(Contour labeling data)
+++

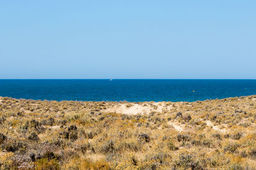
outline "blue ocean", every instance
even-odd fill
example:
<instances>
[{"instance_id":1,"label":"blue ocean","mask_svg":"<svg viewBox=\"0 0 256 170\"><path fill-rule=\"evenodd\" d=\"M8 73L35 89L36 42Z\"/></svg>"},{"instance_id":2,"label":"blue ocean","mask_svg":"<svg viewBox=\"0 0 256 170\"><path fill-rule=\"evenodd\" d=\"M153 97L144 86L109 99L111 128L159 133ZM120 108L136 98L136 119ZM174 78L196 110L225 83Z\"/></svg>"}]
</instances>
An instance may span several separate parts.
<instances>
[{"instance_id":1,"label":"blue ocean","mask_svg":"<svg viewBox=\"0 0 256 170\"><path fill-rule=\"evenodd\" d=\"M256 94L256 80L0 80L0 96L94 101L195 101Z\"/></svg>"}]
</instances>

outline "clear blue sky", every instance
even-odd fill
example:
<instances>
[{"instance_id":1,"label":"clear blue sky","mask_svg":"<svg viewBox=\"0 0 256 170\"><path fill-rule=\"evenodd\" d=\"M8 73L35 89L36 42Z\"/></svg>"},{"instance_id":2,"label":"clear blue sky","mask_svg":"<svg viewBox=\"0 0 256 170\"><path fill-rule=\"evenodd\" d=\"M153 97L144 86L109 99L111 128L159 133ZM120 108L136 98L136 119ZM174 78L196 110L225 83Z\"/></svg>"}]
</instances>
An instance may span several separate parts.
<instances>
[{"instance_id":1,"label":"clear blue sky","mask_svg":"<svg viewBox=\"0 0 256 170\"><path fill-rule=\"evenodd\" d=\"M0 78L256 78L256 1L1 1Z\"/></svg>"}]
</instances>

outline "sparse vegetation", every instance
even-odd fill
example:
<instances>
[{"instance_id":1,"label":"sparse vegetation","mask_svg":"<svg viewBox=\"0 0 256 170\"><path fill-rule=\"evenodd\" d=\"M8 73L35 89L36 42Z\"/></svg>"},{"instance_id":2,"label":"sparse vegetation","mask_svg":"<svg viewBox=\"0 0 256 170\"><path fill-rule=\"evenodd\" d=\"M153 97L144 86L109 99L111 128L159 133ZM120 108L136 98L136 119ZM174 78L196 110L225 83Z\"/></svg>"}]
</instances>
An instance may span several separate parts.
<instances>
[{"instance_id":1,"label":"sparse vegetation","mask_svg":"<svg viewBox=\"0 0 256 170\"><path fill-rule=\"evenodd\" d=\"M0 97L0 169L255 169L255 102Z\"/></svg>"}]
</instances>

+++

Please render all of the data above as a numbered list with one line per entry, skipping blank lines and omitting the pictures.

1. outline "blue ocean", every instance
2. even-odd fill
3. example:
4. <instances>
5. [{"instance_id":1,"label":"blue ocean","mask_svg":"<svg viewBox=\"0 0 256 170\"><path fill-rule=\"evenodd\" d=\"M8 73L35 89L36 42Z\"/></svg>"},{"instance_id":2,"label":"blue ocean","mask_svg":"<svg viewBox=\"0 0 256 170\"><path fill-rule=\"evenodd\" d=\"M153 97L144 86L109 99L111 128L159 133ZM120 108L136 98L136 119ZM174 78L196 110L225 83Z\"/></svg>"}]
6. </instances>
7. An instance may span several separate parts.
8. <instances>
9. [{"instance_id":1,"label":"blue ocean","mask_svg":"<svg viewBox=\"0 0 256 170\"><path fill-rule=\"evenodd\" d=\"M256 94L256 80L0 80L0 96L94 101L195 101Z\"/></svg>"}]
10. </instances>
11. outline "clear blue sky", every instance
12. even-odd fill
13. example:
14. <instances>
15. [{"instance_id":1,"label":"clear blue sky","mask_svg":"<svg viewBox=\"0 0 256 170\"><path fill-rule=\"evenodd\" d=\"M8 73L35 89L36 42Z\"/></svg>"},{"instance_id":2,"label":"clear blue sky","mask_svg":"<svg viewBox=\"0 0 256 170\"><path fill-rule=\"evenodd\" d=\"M153 97L144 86L109 99L111 128L159 133ZM120 108L136 98L136 119ZM174 78L196 110L225 83Z\"/></svg>"}]
16. </instances>
17. An instance may span several separate parts.
18. <instances>
19. [{"instance_id":1,"label":"clear blue sky","mask_svg":"<svg viewBox=\"0 0 256 170\"><path fill-rule=\"evenodd\" d=\"M0 78L256 78L256 1L1 1Z\"/></svg>"}]
20. </instances>
21. outline "sparse vegetation", every instance
22. even-odd fill
23. example:
24. <instances>
25. [{"instance_id":1,"label":"sparse vegetation","mask_svg":"<svg viewBox=\"0 0 256 170\"><path fill-rule=\"evenodd\" d=\"M8 73L35 89L36 42Z\"/></svg>"},{"instance_id":2,"label":"sparse vegetation","mask_svg":"<svg viewBox=\"0 0 256 170\"><path fill-rule=\"evenodd\" d=\"M153 97L144 86L109 99L111 128L159 133ZM120 108L136 98L136 119ZM174 78L196 110L225 83Z\"/></svg>"}]
26. </instances>
27. An instance may span several separate parts.
28. <instances>
29. [{"instance_id":1,"label":"sparse vegetation","mask_svg":"<svg viewBox=\"0 0 256 170\"><path fill-rule=\"evenodd\" d=\"M0 97L0 169L255 169L255 102Z\"/></svg>"}]
30. </instances>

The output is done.